* _What to do_: Print all the data, keeping every line exactly as it is.
─── Supplied information ───
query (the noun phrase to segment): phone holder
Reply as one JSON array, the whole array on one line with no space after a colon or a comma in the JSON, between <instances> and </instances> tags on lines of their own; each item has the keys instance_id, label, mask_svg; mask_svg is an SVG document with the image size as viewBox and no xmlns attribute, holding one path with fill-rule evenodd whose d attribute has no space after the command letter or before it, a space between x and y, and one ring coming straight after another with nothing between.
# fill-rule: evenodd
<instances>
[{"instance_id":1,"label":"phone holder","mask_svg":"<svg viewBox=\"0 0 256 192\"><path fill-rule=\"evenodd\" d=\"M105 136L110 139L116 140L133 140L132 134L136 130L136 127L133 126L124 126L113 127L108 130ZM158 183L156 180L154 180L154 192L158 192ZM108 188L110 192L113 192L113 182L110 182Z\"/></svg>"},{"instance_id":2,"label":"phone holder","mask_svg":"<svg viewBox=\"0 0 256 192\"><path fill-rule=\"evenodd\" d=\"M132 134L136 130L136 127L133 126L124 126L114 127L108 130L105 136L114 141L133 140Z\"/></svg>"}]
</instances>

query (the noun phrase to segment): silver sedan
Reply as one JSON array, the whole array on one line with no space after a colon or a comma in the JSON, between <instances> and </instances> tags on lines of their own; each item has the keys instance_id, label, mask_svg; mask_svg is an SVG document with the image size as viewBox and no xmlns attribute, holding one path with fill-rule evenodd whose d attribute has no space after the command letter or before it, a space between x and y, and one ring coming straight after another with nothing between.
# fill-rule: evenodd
───
* _Answer to the exercise_:
query (the noun phrase to segment): phone holder
Reply as one JSON array, the whole array on one line with no space after a colon or a comma in the JSON, between <instances> and </instances> tags on lines of their own; each item has the keys instance_id, label, mask_svg; mask_svg is an SVG document with the image size as viewBox and no xmlns attribute, holding one path with fill-rule evenodd whose d attribute has no space after the command letter or before it, a space between x and y, and one ring coming straight after another with nothing between.
# fill-rule: evenodd
<instances>
[{"instance_id":1,"label":"phone holder","mask_svg":"<svg viewBox=\"0 0 256 192\"><path fill-rule=\"evenodd\" d=\"M105 136L110 139L116 140L133 140L132 134L136 130L136 127L133 126L124 126L113 127L108 130ZM158 183L156 180L154 180L154 192L158 192ZM108 188L110 192L113 192L113 182L110 182Z\"/></svg>"},{"instance_id":2,"label":"phone holder","mask_svg":"<svg viewBox=\"0 0 256 192\"><path fill-rule=\"evenodd\" d=\"M132 134L136 130L136 127L133 126L124 126L114 127L108 130L105 136L114 141L133 140Z\"/></svg>"}]
</instances>

query (the noun phrase to segment): silver sedan
Reply as one JSON array, the whole array on one line with no space after a colon or a comma in the JSON, between <instances> and </instances> tags on lines of their own; each item has the keys instance_id, label, mask_svg; mask_svg is an SVG document with the image size as viewBox and no xmlns attribute, holding one path with fill-rule evenodd whose d attribute has no space after the command letter or before it, a space between x and y, and one ring coming straight after another with nothing between.
# fill-rule: evenodd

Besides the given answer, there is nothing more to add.